Stored dataset lines:
===

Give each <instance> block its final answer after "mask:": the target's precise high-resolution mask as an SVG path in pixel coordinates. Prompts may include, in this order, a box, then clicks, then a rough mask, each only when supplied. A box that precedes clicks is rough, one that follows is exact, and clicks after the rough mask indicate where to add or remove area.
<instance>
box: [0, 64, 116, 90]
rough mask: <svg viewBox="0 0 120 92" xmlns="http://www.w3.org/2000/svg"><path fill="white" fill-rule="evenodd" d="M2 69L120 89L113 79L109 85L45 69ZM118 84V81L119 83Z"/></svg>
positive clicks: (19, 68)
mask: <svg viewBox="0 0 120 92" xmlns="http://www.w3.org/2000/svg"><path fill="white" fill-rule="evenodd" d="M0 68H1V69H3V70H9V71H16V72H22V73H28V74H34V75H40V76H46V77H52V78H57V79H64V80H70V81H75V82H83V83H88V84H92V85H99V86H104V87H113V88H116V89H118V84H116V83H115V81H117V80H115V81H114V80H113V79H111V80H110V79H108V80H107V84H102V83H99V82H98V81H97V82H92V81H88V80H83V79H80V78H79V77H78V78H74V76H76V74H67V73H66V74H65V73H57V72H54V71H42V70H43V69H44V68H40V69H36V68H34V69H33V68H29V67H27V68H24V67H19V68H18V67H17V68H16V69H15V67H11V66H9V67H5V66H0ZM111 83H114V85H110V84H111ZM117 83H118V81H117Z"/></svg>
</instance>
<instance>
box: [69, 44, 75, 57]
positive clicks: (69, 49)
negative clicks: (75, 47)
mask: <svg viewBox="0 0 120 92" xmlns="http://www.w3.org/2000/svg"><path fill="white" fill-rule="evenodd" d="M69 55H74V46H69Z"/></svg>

===

About this exercise:
Rewrite the lines above as a numbered list, omitting any blank lines.

Reply to the exercise:
1. Give each <instance> block its final answer after "mask:": the target's precise high-resolution mask as an SVG path in pixel coordinates. Prompts may include, in this order, a box, then clicks, then a rough mask, each only when supplied. A box that precedes clicks is rough, one that follows is exact, and clicks after the rough mask indicate where to add or remove area.
2. <instance>
3. box: [0, 64, 116, 90]
4. rough mask: <svg viewBox="0 0 120 92" xmlns="http://www.w3.org/2000/svg"><path fill="white" fill-rule="evenodd" d="M2 69L120 89L113 79L109 85L45 69ZM118 84V81L119 83Z"/></svg>
5. positive clicks: (19, 68)
6. mask: <svg viewBox="0 0 120 92" xmlns="http://www.w3.org/2000/svg"><path fill="white" fill-rule="evenodd" d="M0 68H1V69H3V70H9V71H16V72H22V73H28V74H34V75H40V76H46V77H52V78H57V79H64V80H70V81H75V82H83V83H88V84H92V85H99V86H104V87H113V88H116V89H118V84H116V83H115V81H117V80H115V81H114V80H113V79H111V80H110V79H108V80H107V84H102V83H99V82H98V81H97V82H92V81H88V80H83V79H80V78H79V77H78V78H74V76H76V74H67V73H66V74H65V73H57V72H54V71H42V70H43V69H44V68H40V69H36V68H34V69H33V68H29V67H27V68H24V67H19V68H18V67H17V68H16V69H15V67H11V66H9V67H5V66H0ZM111 83H114V85H110V84H111ZM117 83H118V81H117Z"/></svg>
7. </instance>
8. <instance>
9. box: [69, 44, 75, 57]
10. positive clicks: (69, 49)
11. negative clicks: (75, 47)
12. mask: <svg viewBox="0 0 120 92" xmlns="http://www.w3.org/2000/svg"><path fill="white" fill-rule="evenodd" d="M69 55H74V46H69Z"/></svg>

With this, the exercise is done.